3. Engineering CAM into C3 Plants

Another method to increase the effectiveness of carbon fixation in C3 plants would be to genetically engineer the photosynthetic mechanisms of CAM into the plants. Similar to C4 plants, CAM organisms also evolved from C3 plants, but their mechanisms for evolution are widely unknown. While CAM photosynthetic mechanisms and C4 plants share their regulatory elements with C3 plants, CAM seems to be a more likely candidate for genetically engineering C3 plants, based on its single-cell structure [6]. CAM plants were likely to evolve to increase the plants’ ability to survive in arid conditions, such as those of desert cacti. For CAM to be engineered into C3 plants, CAM-specific genes would need to be transferred into the plant, some pre-existing genes would require modifications, and traits specific to leaf structure might need to be modified. However, it is unknown how many genes would need to be modified for this process to be successful [7]. A few known modifications that C3 plants would need are a mechanism for nocturnal opening and diurnal closing of stomata, a mechanism for the decarboxylation of malate, and an anatomical modification to increase leaf succulence [6][7]. CAM engineering is still out of reach for modern plant biotechnology, since it only has the capability of modifying a few genes at a time. Synthetic biological approaches to CAM engineering prove to offer more potential. For synthetic approaches to CAM engineering, it is necessary to compile a library containing the different parts of CAM genes; design a circuit that includes carboxylation, decarboxylation, stomatal control, and anatomical structures; assemble multi-gene constructs; transfer the constructs into the chromosomes of C3 plants; and evaluate the newly engineered plants’ functionality. A few of the necessary parts for library construction include the promoter, terminator, protein-coding sequence, insulator sequence, recombination site, and linker sequences. After the library assembly, the previously mentioned steps would repeat in a cycle until the performances of the engineered plants are optimized [7].

━━━━━━━━

> _EXERCISE INSTRUCTIONS_
- 1) Answer these questions using the passage on engineering CAM into C3 plants.
(a) According to the passage, what makes CAM a more likely candidate than C4 for genetically engineering C3 plants?
(b) Why is CAM engineering still out of reach for modern plant biotechnology?
(c) In what kind of conditions were CAM plants likely to evolve to improve survival?
- 2) Extend the passage on engineering CAM into C3 plants, picking up right after its final sentence.

━━━━━━━━

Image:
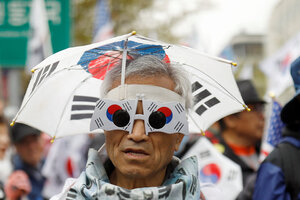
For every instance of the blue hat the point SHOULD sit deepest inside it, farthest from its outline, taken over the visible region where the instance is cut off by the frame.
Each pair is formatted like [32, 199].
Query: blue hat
[290, 112]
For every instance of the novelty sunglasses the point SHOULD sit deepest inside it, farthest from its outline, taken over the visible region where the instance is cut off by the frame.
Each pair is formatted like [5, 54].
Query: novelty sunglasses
[159, 113]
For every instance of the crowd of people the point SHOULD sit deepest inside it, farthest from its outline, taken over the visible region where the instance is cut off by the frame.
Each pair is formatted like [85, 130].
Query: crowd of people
[142, 165]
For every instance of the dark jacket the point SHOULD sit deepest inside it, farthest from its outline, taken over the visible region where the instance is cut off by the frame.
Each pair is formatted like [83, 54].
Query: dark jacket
[35, 176]
[278, 176]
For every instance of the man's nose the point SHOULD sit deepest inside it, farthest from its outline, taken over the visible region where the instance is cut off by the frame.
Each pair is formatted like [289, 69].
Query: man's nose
[138, 133]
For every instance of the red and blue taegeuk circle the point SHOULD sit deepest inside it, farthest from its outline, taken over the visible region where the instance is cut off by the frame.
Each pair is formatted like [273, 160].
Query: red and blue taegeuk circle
[111, 110]
[210, 173]
[167, 112]
[101, 59]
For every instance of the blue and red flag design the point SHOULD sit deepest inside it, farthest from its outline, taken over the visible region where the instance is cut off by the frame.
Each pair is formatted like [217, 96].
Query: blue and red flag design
[99, 60]
[210, 173]
[167, 112]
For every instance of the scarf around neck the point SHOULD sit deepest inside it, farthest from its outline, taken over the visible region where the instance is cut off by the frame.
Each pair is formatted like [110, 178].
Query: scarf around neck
[181, 183]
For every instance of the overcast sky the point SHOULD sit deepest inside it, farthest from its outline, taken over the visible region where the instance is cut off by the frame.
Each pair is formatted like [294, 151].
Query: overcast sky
[215, 26]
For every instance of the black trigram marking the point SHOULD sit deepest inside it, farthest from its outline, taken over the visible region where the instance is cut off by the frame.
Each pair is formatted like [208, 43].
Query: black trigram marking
[99, 122]
[179, 108]
[100, 104]
[204, 154]
[193, 185]
[178, 126]
[164, 192]
[44, 73]
[124, 193]
[182, 171]
[83, 107]
[127, 106]
[71, 194]
[201, 96]
[232, 175]
[125, 127]
[152, 107]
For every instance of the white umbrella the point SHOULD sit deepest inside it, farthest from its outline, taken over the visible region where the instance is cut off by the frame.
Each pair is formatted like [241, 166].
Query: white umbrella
[61, 96]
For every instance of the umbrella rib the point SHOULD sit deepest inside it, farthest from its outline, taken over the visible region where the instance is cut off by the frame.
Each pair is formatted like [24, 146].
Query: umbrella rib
[216, 83]
[112, 56]
[36, 89]
[71, 95]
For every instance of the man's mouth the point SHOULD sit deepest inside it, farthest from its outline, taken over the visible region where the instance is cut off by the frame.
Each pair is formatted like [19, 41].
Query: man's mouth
[136, 152]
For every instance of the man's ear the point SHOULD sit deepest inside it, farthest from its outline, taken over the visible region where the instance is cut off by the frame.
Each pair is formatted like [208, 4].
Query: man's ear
[178, 141]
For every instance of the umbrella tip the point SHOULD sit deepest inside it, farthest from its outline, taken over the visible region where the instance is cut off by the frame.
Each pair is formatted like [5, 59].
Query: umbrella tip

━━━━━━━━

> _ANSWERS IN ORDER_
- 1)
(a) Its single-cell structure.
(b) Modern plant biotechnology can only modify a few genes at a time.
(c) Arid conditions, such as those of desert cacti.

- 2)
References

  1. Kumar, V.; Sharma, A.; Soni, J.; Pawar, N. Physiological response of C3, C4 and CAM plants in changeable climate. India Pharma Innov. Int. J. 2017, 6, 70–79.
  2. Driever, S.M.; Kromdijk, J. Will C3 crops enhanced with the C4 CO2-concentrating mechanism live up to their full potential (yield)? J. Exp. Bot. 2013, 64, 3925–3935.
  3. Bar-Even, A. Daring metabolic designs for enhanced plant carbon fixation. Plant Sci. 2018, 273, 71–83.
  4. Aubry, S.; Brown, N.J.; Hibberd, J.M. The role of proteins in C3 plants prior to their recruitment into the C4 pathway. J. Exp. Bot. 2011, 62, 3049–3059.
  5. Schuler, M.L.; Mantegazza, O.; Weber, A.P.M. Engineering C4 photosynthesis into C3 chassis in the synthetic biology age. Plant J. 2016, 87, 51–65.
  6. Borland, A.M.; Hartwell, J.; Weston, D.J.; Schlauch, K.A.; Tschaplinski, T.J.; Tuskan, G.A.; Yang, X.; Cushman, J.C. Engineering crassulacean acid metabolism to improve water-use efficiency. Trends Plant Sci. 2014, 19, 327–338.
  7. Yang, X.; Cushman, J.C.; Borland, A.M.; Edwards, E.J.; Wullschleger, S.D.; Tuskan, G.A.; Owen, N.A.; Griffiths, H.; Smith, J.A.C.; De Paoli, H.C.; et al. A roadmap for research on crassulacean acid metabolism (CAM) to enhance sustainable food and bioenergy production in a hotter, drier world. New Phytol. 2015, 207, 491–504.